__Data supplied__.
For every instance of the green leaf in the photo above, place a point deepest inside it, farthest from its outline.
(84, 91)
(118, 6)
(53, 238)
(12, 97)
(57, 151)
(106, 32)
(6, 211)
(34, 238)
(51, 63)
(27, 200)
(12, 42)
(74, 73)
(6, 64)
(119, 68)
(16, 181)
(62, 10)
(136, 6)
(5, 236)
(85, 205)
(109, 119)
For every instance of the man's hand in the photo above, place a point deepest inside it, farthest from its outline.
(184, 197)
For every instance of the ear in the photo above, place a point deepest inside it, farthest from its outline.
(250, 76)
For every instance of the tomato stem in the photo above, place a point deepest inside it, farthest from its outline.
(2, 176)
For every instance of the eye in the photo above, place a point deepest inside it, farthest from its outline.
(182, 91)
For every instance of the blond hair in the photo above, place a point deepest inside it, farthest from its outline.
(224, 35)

__What you are asked to do__. Rewrite all the lines above as a two-column CSV with the header input,output. Each row holds one line of text in the input field and the coordinate lines under it, joined with spaces, in the output field, with every field in double quotes.

__Exercise response__.
input,output
"For every instance of the green leaf in the photo above, place a point deepest inside it, farthest from its outline.","(84, 91) (118, 6) (53, 238) (12, 97) (57, 151) (106, 32) (6, 211) (34, 238) (51, 63) (27, 200) (12, 42) (74, 73) (6, 64) (119, 68) (16, 181) (62, 10) (136, 6) (5, 236) (85, 205) (109, 119)"
"For every instance of the man's hand in the photo above, place a point deepest inside it, farthest from its outline.","(184, 197)"
"For every instance of the ear in the photo above, place a point deepest inside it, farthest from its outline.","(250, 76)"
"For every instance of the tomato stem in the photo above, place a point deepest inside it, farthest from its outline.","(2, 176)"
"For every instance of the eye in the photo above, place a point deepest inside it, farthest from its outline.","(182, 91)"
"For every instance of the blond hair in the photo above, place a point deepest inside it, farthest from its outline.","(224, 35)"